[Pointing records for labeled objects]

BEGIN

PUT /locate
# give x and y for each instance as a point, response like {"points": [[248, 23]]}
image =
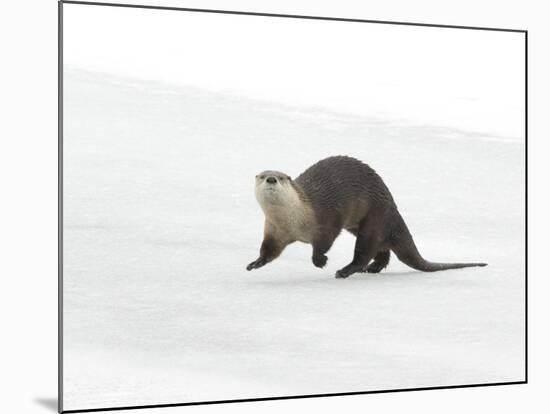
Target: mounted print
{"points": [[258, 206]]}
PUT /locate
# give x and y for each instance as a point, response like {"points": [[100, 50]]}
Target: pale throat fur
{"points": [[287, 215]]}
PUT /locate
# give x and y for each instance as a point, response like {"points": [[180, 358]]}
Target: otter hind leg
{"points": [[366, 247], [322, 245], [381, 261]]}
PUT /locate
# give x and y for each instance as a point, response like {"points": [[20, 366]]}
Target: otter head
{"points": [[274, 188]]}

END
BEGIN

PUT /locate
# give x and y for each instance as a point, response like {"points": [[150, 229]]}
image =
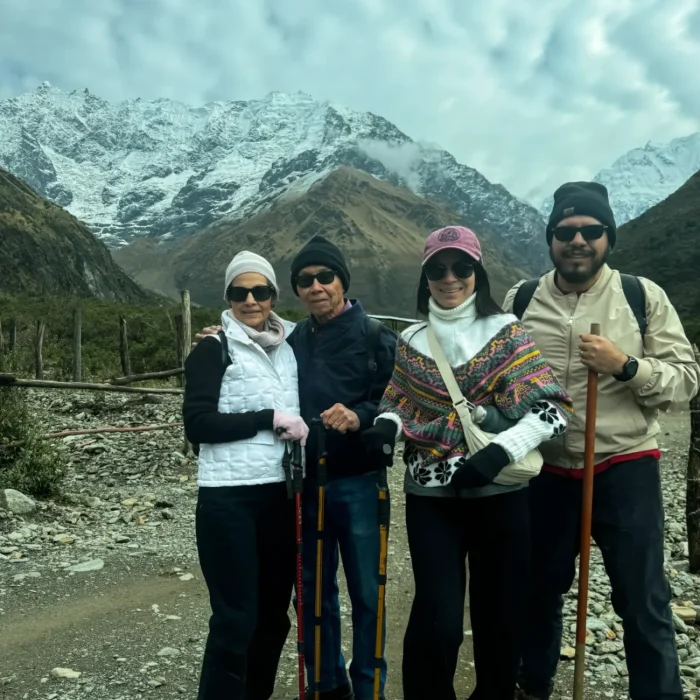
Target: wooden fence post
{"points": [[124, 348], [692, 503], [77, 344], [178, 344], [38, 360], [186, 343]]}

END
BEGIN

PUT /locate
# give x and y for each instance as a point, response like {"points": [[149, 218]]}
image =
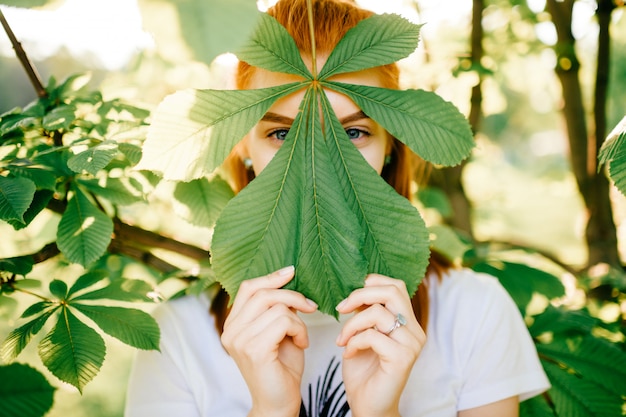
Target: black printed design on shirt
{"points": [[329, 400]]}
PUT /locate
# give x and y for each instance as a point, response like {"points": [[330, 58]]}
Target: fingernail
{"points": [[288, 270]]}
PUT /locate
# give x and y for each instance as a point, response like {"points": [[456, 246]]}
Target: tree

END

**THE TASK**
Gather every line of the records above that contains the string "otter" and copy each one out. Case counts.

**RESPONSE TO THE EXERCISE**
Target: otter hind leg
Target: otter head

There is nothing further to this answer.